_Exercise_
Add 36 to every bounding box coordinate in the answers and write the listing out again, requests included. Begin at the line that has "Labeling tool prompt — Object to detect: hillside" and stop after the line that has "[[0, 134, 450, 260]]".

(Object detection data)
——
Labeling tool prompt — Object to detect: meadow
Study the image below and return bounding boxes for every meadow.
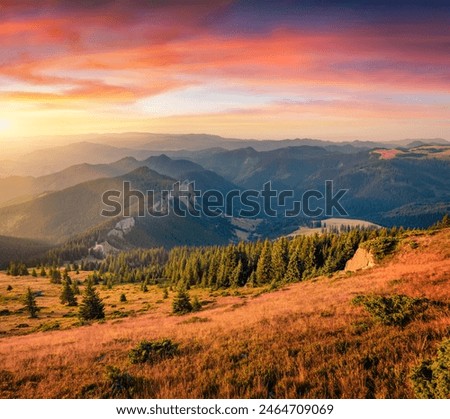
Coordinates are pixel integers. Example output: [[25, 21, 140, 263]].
[[0, 229, 450, 398]]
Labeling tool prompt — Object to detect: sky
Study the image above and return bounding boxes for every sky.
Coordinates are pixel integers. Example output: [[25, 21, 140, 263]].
[[0, 0, 450, 141]]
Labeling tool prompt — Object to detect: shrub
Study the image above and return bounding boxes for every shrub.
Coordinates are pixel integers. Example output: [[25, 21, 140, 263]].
[[128, 339, 178, 364], [411, 339, 450, 399], [105, 365, 136, 399], [352, 295, 429, 327]]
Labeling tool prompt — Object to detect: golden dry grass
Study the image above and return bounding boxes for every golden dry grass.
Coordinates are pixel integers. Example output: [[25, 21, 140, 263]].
[[0, 230, 450, 398]]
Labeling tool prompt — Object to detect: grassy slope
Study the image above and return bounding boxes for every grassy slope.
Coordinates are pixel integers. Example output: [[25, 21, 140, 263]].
[[0, 230, 450, 398]]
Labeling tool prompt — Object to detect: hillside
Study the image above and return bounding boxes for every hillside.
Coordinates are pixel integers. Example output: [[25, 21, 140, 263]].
[[189, 146, 450, 227], [0, 229, 450, 398], [0, 236, 51, 269]]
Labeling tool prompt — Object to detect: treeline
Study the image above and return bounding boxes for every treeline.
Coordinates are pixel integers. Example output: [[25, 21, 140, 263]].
[[84, 229, 401, 289], [164, 229, 398, 289], [5, 228, 410, 289]]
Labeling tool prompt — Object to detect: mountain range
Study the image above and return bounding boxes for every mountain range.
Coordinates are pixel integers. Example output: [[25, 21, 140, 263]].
[[0, 134, 450, 260]]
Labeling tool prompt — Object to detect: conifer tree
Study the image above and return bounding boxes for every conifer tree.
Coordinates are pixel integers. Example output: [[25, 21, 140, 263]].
[[79, 281, 105, 320], [272, 237, 289, 283], [24, 287, 39, 318], [256, 240, 273, 285], [172, 288, 192, 314], [59, 281, 77, 307]]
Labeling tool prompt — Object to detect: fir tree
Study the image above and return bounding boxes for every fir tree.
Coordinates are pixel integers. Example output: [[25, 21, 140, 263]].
[[24, 287, 39, 318], [172, 288, 192, 314], [192, 296, 202, 311], [59, 281, 77, 307], [256, 240, 273, 285], [79, 281, 105, 320]]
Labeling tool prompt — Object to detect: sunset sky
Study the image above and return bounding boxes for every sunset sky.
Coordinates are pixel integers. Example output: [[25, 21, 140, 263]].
[[0, 0, 450, 140]]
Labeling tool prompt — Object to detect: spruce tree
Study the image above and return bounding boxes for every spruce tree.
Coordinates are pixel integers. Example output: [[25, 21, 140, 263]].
[[79, 281, 105, 320], [24, 287, 39, 318], [284, 248, 302, 282], [272, 237, 289, 283], [192, 296, 202, 311], [256, 240, 273, 285], [59, 281, 77, 307], [172, 288, 192, 314]]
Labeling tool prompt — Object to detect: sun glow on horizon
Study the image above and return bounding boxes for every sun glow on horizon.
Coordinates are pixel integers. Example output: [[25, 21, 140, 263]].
[[0, 0, 450, 140]]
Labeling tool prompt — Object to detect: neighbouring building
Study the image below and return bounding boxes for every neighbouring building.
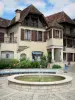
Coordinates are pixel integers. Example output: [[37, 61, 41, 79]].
[[0, 5, 75, 66]]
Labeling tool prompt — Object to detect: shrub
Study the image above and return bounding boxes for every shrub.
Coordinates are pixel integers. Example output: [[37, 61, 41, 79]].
[[40, 55, 48, 68], [52, 65, 62, 69], [0, 59, 19, 69], [17, 59, 31, 68], [31, 61, 40, 68]]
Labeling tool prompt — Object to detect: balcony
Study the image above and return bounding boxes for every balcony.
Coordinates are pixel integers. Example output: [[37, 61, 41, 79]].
[[0, 37, 17, 43]]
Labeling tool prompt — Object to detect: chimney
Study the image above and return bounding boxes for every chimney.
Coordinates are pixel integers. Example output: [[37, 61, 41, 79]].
[[15, 9, 21, 22]]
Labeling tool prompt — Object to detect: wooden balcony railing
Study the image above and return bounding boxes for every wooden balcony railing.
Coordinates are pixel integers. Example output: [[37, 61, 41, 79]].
[[0, 37, 17, 43]]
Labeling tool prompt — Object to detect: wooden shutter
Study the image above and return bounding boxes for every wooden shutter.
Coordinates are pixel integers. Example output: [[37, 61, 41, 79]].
[[0, 33, 4, 42], [21, 29, 24, 40], [44, 32, 47, 42], [32, 30, 37, 41]]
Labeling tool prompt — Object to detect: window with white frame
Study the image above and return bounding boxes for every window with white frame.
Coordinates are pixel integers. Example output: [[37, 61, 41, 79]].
[[1, 51, 14, 59], [37, 31, 42, 41], [24, 30, 31, 40]]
——
_Exercise output_
Labeling tool prompt — Object to detect: hillside
Study the image above and return bounding boxes for every hillside.
Coordinates are pixel integers. Example output: [[25, 21, 140, 263]].
[[225, 182, 486, 263], [36, 265, 486, 434], [36, 272, 87, 305]]
Labeling tool prompt — Object to detect: treeline
Study the image above and return bounding boxes for every treeline.
Coordinates are pixel integers. Example output: [[25, 21, 140, 263]].
[[120, 265, 437, 325], [200, 265, 434, 325], [41, 264, 446, 325]]
Labeling tool prompt — Object to detect: mountain range
Study the image above and return bounding boxes for every mountain range.
Coordinates are pixel integers. Example output: [[25, 21, 140, 263]].
[[36, 170, 486, 296]]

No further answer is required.